Top of Dataset content

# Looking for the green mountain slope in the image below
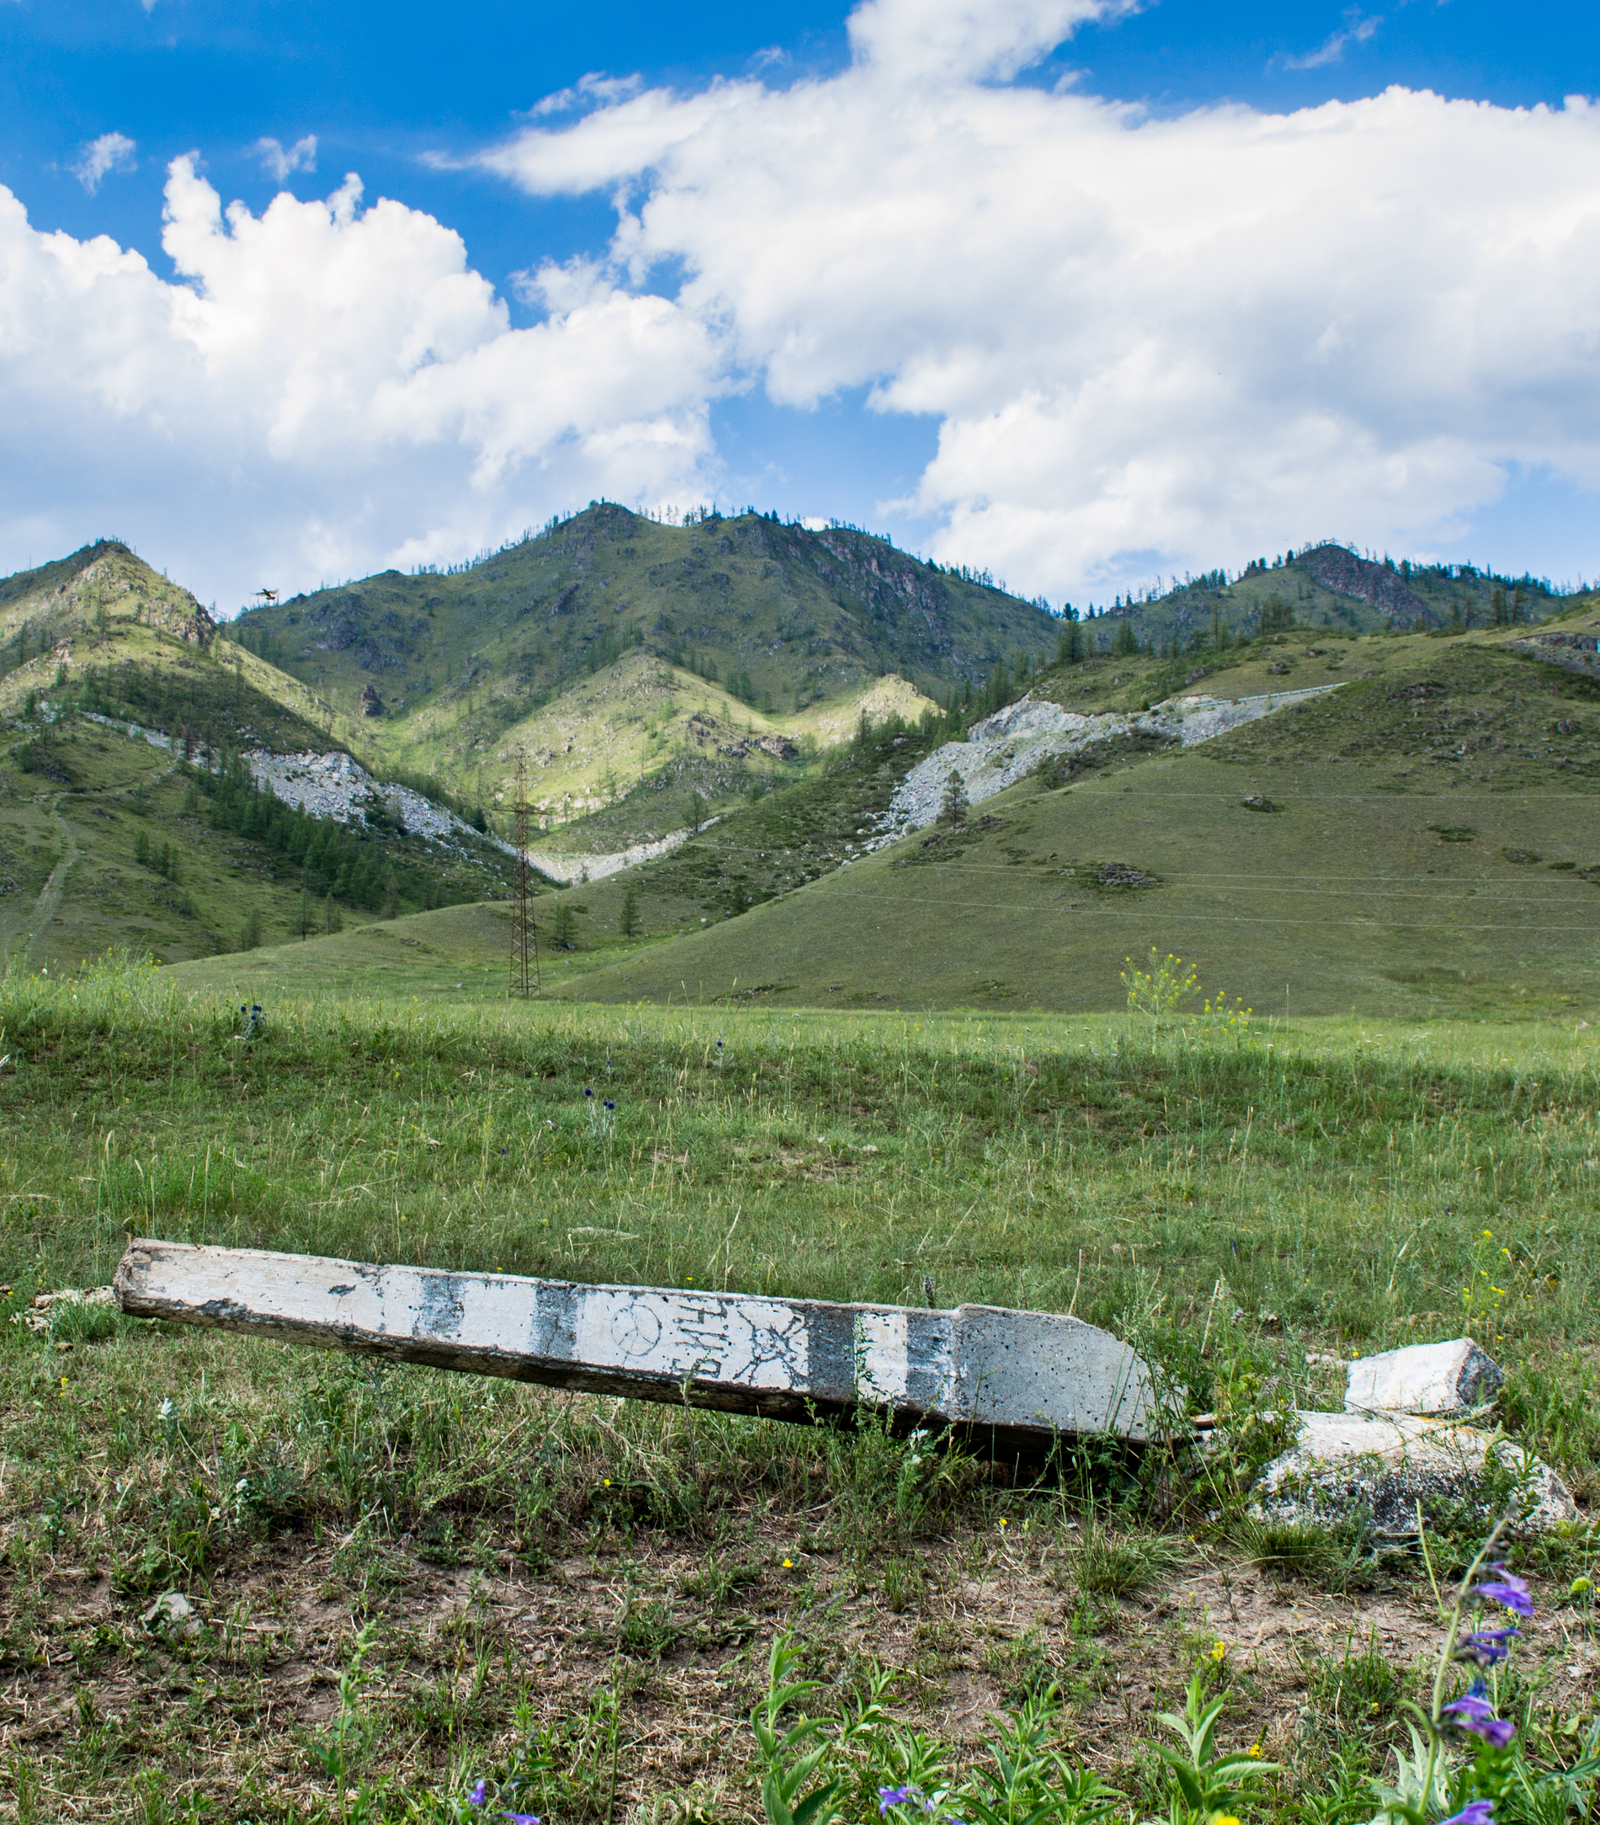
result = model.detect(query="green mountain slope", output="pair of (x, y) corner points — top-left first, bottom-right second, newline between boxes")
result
(10, 529), (1598, 1000)
(0, 539), (338, 752)
(0, 544), (517, 969)
(1096, 540), (1575, 654)
(0, 717), (516, 971)
(225, 504), (1058, 817)
(545, 624), (1600, 1017)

Bottom of Dataset content

(Problem statement): With the images omitted, retype the records above exactly.

(Solution for this problem):
# Looking for the green mountain slope in the image below
result = model.detect(query="green mountain slope", output="pair of (x, y) corner points — top-left first, bottom-right second, newline between boxes")
result
(10, 529), (1598, 1000)
(0, 539), (338, 752)
(0, 544), (517, 969)
(1096, 540), (1575, 654)
(0, 717), (516, 971)
(225, 504), (1058, 817)
(545, 624), (1600, 1017)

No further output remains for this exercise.